INSTRUCTIONS FOR THE TASK — Revise the rows below by changing every "Drop a point" to "Place a point", and reproduce them with nothing else altered.

Entries from a pointing dataset
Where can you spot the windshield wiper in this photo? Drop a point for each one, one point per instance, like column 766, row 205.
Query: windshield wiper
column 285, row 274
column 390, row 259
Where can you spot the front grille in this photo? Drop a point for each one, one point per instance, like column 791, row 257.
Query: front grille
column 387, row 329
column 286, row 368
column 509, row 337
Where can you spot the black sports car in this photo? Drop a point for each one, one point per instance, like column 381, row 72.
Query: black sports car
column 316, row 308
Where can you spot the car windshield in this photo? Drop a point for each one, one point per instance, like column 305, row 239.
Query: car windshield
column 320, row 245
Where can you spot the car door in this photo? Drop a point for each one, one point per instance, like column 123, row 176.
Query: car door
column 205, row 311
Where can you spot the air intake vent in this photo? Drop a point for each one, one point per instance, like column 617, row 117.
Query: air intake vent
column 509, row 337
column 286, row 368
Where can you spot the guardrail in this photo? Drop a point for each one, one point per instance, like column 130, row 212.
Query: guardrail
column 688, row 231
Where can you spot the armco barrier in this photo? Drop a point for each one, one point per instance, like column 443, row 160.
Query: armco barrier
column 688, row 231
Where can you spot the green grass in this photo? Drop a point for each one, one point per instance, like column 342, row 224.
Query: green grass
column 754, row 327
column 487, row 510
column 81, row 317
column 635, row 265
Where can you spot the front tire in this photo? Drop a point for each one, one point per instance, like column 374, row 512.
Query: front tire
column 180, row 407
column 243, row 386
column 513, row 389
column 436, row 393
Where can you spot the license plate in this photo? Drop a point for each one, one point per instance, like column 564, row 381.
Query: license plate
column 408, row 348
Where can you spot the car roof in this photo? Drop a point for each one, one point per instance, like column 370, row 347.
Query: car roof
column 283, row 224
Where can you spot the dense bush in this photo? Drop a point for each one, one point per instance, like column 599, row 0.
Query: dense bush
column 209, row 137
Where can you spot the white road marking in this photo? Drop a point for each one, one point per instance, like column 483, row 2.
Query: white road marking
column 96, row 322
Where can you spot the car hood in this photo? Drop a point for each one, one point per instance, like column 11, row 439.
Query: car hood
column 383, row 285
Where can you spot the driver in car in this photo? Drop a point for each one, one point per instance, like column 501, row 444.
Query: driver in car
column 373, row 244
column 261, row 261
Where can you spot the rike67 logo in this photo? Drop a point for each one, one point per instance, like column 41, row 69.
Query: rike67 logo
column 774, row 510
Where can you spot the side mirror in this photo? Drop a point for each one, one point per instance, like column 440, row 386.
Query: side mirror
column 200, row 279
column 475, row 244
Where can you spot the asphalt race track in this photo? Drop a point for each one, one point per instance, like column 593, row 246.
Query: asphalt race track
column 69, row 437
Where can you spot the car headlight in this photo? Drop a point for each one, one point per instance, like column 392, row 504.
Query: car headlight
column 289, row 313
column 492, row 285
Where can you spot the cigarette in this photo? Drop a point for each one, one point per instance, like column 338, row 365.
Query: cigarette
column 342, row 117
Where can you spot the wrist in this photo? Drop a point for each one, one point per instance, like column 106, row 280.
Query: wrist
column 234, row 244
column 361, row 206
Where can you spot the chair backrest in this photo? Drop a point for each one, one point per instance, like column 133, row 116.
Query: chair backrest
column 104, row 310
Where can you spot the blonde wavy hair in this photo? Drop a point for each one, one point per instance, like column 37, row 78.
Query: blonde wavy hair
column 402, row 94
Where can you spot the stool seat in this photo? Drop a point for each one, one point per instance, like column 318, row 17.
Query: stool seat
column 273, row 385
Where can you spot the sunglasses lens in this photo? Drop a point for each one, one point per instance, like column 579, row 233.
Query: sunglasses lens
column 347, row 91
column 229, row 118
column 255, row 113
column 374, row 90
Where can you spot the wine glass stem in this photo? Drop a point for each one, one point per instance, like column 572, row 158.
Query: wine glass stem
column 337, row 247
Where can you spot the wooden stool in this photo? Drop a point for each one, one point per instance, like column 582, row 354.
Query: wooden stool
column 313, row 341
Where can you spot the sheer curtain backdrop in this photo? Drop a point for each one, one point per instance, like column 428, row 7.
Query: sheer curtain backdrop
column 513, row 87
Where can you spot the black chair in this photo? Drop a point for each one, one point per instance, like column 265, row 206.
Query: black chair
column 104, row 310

SOLUTION TO THIS TASK —
Where can you spot the windshield wiper in this photo? Place a point for each one, one point per instance, like column 766, row 205.
Query: windshield wiper
column 285, row 274
column 390, row 259
Where can you spot the front grille in this photo? Place a point for each one, one point per instance, like column 791, row 257.
Query: front grille
column 387, row 329
column 286, row 368
column 509, row 337
Where can you spot the black sports car in this photo? Place a point for each one, one point per instance, like column 381, row 72.
Query: black sports car
column 316, row 308
Where can you spot the car windshield in this photo? Place a point for each one, one point per instance, like column 305, row 239.
Query: car windshield
column 320, row 245
Where can you spot the car door in this photo? Place a point for each one, one point per instance, like column 123, row 176.
Query: car door
column 205, row 311
Where can you spot the air intake vent in this photo? Place a point for each one, one point per instance, like column 617, row 117.
Query: air intake vent
column 509, row 337
column 286, row 368
Where can you spot the guardrail in this photo? Place a point for each one, one point per instance, like column 130, row 212.
Query: guardrail
column 688, row 231
Where can you spot the armco barrier in this photo? Place a point for each one, one point per instance, like column 443, row 160.
Query: armco barrier
column 688, row 231
Where can you spot the green grass in this photo? Place a point for each one, one point per instance, like column 342, row 224.
Query: green grass
column 754, row 327
column 487, row 510
column 81, row 317
column 635, row 265
Where can you spot the front tire in this photo? Place a point for each one, one point per instance, like column 374, row 512.
Query: front tire
column 180, row 407
column 243, row 386
column 513, row 389
column 436, row 393
Where can you spot the license plate in this photo? Place a point for each one, one point per instance, like column 564, row 381.
Query: license plate
column 408, row 348
Where can you spot the car roof in this photo? Place a point for each one, one point per instance, like column 370, row 347.
Query: car roof
column 283, row 224
Where can you spot the dense bush in this photo? Place a point for each one, one point per instance, like column 599, row 0.
Query: dense bush
column 209, row 137
Where can you spot the white road marking in this photo? Place a point for each one, one point per instance, like column 483, row 2.
Query: white road marking
column 96, row 322
Where can you spot the car hood in this photo? Place a point for each one, one point per instance, like column 11, row 439.
Query: car hood
column 383, row 285
Where can you spot the driver in car in this photo? Place a point for each one, one point per instance, like column 501, row 444.
Query: driver in car
column 373, row 244
column 261, row 261
Where can you spot the rike67 logo in this photo? Place a point for each one, one point per instance, like column 41, row 69.
Query: rike67 logo
column 774, row 510
Where can you spot the side mirror in this photo? Place a point for each one, one point per instance, like column 440, row 386.
Query: side mirror
column 200, row 279
column 475, row 244
Where can you spot the asphalt race track in this photo? Place a point for each one, one point per instance, like column 593, row 246.
Query: asphalt race track
column 69, row 437
Where can you spot the car headlight in this photo? Place a point for each one, one point per instance, like column 392, row 504.
Query: car headlight
column 289, row 313
column 492, row 285
Where can you spot the cigarette in this photo? Place a point for each one, one point per instance, like column 338, row 365.
Query: cigarette
column 342, row 117
Where can you spot the wrist in this photo? Place a point for each one, one point per instance, like column 106, row 280.
Query: wrist
column 234, row 244
column 361, row 206
Where can you spot the chair backrest in this photo? Place a point for each one, one point per instance, like column 133, row 116.
Query: chair backrest
column 104, row 310
Where can you spot the blonde wavy hair in this photo? Place a point for each one, one point per instance, like column 37, row 78.
Query: blonde wavy hair
column 402, row 94
Where can you spot the stool seat in this photo? Place a point for each one, one point per instance, like column 318, row 17.
Query: stool seat
column 273, row 385
Where can you spot the sunglasses lens in this photo? Place a point for each one, one point per instance, like column 579, row 233.
Query: sunglasses lens
column 347, row 91
column 229, row 118
column 255, row 113
column 374, row 90
Where can you spot the wine glass stem in this photo? Place a point for each one, one point per instance, like column 572, row 158.
Query: wine glass stem
column 337, row 247
Where can you spot the wooden stool in this photo? Place a point for each one, one point per instance, like column 582, row 354.
Query: wooden stool
column 313, row 341
Where can you spot the sheer curtain backdrop in this photo? Place a point for each one, one point per instance, like column 428, row 7.
Query: sheer curtain backdrop
column 513, row 87
Where can you spot the black chair in this photo? Place a point for each one, one point per instance, like column 265, row 206.
Query: black chair
column 104, row 310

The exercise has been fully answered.